Pointing dataset records -
=====

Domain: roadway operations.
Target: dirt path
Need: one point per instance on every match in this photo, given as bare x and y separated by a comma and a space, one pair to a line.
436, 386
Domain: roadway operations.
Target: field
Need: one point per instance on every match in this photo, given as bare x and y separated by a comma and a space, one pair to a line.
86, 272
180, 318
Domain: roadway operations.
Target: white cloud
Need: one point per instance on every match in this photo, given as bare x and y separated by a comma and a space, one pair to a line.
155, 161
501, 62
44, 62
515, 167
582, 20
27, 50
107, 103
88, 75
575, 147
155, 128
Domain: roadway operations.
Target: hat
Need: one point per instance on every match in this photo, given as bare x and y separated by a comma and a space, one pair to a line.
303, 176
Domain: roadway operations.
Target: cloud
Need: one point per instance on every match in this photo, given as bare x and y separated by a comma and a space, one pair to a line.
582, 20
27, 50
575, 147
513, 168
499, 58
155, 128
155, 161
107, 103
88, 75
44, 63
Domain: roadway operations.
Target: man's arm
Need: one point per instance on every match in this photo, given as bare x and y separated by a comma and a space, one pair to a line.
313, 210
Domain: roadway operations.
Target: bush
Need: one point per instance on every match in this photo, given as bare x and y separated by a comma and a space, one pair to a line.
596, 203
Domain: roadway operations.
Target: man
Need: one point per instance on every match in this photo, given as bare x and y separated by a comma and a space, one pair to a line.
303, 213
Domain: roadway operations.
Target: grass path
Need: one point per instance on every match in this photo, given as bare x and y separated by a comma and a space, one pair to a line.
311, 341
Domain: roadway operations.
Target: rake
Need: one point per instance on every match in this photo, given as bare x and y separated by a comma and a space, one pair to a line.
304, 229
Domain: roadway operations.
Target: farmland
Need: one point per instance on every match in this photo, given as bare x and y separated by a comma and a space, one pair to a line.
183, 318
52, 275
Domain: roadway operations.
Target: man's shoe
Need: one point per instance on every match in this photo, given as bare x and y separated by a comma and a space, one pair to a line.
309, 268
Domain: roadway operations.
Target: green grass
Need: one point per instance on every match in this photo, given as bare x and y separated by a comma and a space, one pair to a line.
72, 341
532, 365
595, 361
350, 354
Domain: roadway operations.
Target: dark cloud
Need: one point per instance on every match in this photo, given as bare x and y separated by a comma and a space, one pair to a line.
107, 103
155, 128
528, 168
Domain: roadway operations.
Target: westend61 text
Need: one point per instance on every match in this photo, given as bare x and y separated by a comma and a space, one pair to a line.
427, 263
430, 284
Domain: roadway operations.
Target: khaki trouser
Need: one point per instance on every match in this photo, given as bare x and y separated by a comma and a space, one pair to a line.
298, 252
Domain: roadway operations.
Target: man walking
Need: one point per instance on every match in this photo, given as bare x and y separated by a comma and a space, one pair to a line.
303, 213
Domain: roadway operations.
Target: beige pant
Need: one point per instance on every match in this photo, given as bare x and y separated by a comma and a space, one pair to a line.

=====

Stated task -
Generate an exact reproduction of all entries.

Output for this task -
Domain: roadway operations.
Target: dirt path
Need: one point per instance on every match in this photo, given as bare x and y separated by a comma and a space, one pair to a line.
436, 386
Domain: roadway operations.
Target: field
Need: one point per instance on every match in this photo, given as bare x and y separated by a comma and a space, one pair to a line.
86, 272
180, 318
Domain: roadway operations.
Target: white cloud
Need: one point per instance on every match in this photo, given as bare x and y separated by a comma and a space, one pair to a line.
155, 161
501, 62
44, 62
515, 167
582, 20
27, 50
107, 103
88, 75
575, 147
155, 128
Domain: roadway operations.
Target: hat
Need: one point per instance on every match in this photo, given as bare x and y separated by a comma and a space, one pair to a line.
303, 176
Domain: roadway operations.
Target: cloud
Need: one point per instance on every match in this photo, given as bare x and y separated by a comma and a space, one pair to a line.
582, 20
27, 50
575, 147
513, 168
499, 58
155, 128
155, 161
107, 103
88, 75
44, 63
Domain: roadway operations.
Target: man's arm
Need: one point per instance on every match in this photo, given as bare x and y separated by a comma and a space, one pair to a line.
313, 210
Domain: roadway operations.
Target: bush
Need: one point per instance on every match in this photo, given as bare x and y separated by a comma and a space, one pair to a line.
596, 203
Domain: roadway operations.
Target: man
Need: one point per instance on every match in this photo, given as bare x and y separated by a comma and a space, one pair to a line.
303, 213
Domain: roadway operations.
Target: grass path
Need: one point per instance on every match in this photo, given as bare x and y separated by a comma and a space, one pair to a line.
311, 341
Domain: roadway operations.
Target: rake
Need: one point per instance on every match in this photo, given as bare x and y separated by a comma and a space, one pair to a line.
304, 229
Domain: roadway operations.
Target: farmland
Need: one point per instance on every match in this photo, given as bare x and y separated by a comma and a space, one pair to a line.
183, 318
52, 275
Domain: roadway operations.
Target: man's shoe
Need: one point per instance on every match in this photo, given as bare x and y separated by a comma and a space, one pair to a line.
309, 268
Domain: roadway operations.
Target: green grass
Need: one point per instance on every match in this photo, given as bare x and y separated by a comma and a space, one pair to a line.
72, 341
532, 365
595, 361
350, 354
Domain: roadway operations.
Target: dark cloud
Need: one point per instance on every match in this photo, given as bare x and y separated by a comma and a space, one pair to a line.
107, 103
155, 128
528, 168
Domain: roadway operations.
Target: westend61 text
Need: one point per instance on every match in this photo, given as bare x and y separated by a comma and a space, one pair to a line.
427, 263
430, 284
Domain: roadway operations.
Target: khaki trouser
Need: one point per instance on every match in this photo, given as bare x and y separated by a comma and a space, one pair to a line.
298, 252
Domain: roadway operations.
Target: man walking
Need: one point per instance on every match in this photo, given as bare x and y separated by a comma and a space, one pair to a line.
303, 213
Domain: roadway operations.
Target: beige pant
Need: one point per instance on every match in this photo, given as bare x and y separated by a comma and a space, one pair to a line.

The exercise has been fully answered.